• Exercise:
All entries must be repeated exactly; do not include the pictures.

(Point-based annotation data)
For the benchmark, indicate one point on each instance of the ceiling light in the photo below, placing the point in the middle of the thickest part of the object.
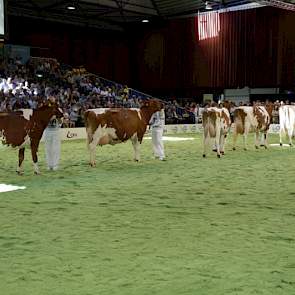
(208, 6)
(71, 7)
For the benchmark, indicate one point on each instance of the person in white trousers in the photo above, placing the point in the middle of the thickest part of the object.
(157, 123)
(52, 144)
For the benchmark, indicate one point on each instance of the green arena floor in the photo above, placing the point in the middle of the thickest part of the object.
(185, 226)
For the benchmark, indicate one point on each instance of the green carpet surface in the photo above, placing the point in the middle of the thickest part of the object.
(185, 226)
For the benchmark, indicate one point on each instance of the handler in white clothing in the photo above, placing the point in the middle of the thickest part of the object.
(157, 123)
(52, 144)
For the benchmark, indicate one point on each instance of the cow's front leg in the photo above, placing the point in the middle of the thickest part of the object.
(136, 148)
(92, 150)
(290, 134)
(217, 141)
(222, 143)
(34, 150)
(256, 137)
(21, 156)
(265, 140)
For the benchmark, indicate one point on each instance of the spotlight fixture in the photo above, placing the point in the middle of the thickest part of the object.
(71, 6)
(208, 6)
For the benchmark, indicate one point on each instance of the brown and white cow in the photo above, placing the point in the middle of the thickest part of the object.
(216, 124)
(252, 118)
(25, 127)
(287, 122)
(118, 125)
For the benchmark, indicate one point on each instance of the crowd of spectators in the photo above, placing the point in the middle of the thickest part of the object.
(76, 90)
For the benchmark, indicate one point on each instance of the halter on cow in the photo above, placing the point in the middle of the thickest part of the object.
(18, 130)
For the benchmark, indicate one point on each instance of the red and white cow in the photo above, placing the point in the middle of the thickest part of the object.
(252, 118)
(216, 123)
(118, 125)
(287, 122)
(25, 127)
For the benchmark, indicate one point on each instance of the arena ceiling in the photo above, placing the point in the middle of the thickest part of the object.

• Reply:
For the benchmark, indicate one point on each instance of the ceiling light in the photo below, placing the point in the middle of the thickest part of the object.
(208, 6)
(71, 7)
For the benchmark, indicate one point on each instance of the person in white trousers in the photo above, placing the point in the middle of the thickest part of the object.
(157, 123)
(52, 144)
For the benchmark, indicate one point on each instance of the green arena floor in the photo above, placing the point in the middle of the thickest part of the object.
(185, 226)
For the benchmark, indicate one point on each instance of the green carpet surface in the photo above, placing the point in the middle of the thickest part of the object.
(185, 226)
For the benchmark, indicate one point on each instance of the handler in white clothing in the photo above, placing the point in the middle of the thickest part of the object.
(157, 123)
(52, 144)
For the benchmark, indicate one point on each instance of the cow's front leg in the photo above, placing the point in the middle of the thickest part of the object.
(136, 148)
(92, 150)
(290, 134)
(217, 141)
(222, 143)
(34, 150)
(256, 137)
(21, 156)
(265, 140)
For the benchmark, indicate one point on each instance of the spotlight fixture in the photo above, placing the point in the middle of the thickest part of the object.
(71, 6)
(208, 6)
For the benchmark, indicate one point on each instance of the brown and white cow in the photo above, placing the point in the middle of the thickest part of the object.
(216, 124)
(252, 118)
(25, 127)
(287, 122)
(118, 125)
For the benchmark, indicate one point on each instance of the crowd of spectators in the photo above, placing the point in the middle of the thickest part of the object.
(76, 90)
For the benchmark, indicate one point on each instance of the halter on cow in the photo above, placing the point in the middle of the thickest part of the object.
(18, 130)
For the benchmark, indicate one point on each instance of the red and white cow in the photo above, placing the point in the middle of the thickest part of the object.
(252, 118)
(216, 123)
(118, 125)
(287, 122)
(25, 127)
For the benchmark, indicate one point on each instance of the arena ceiling in the photo above, placing the point in the middle of the thickest part of the object.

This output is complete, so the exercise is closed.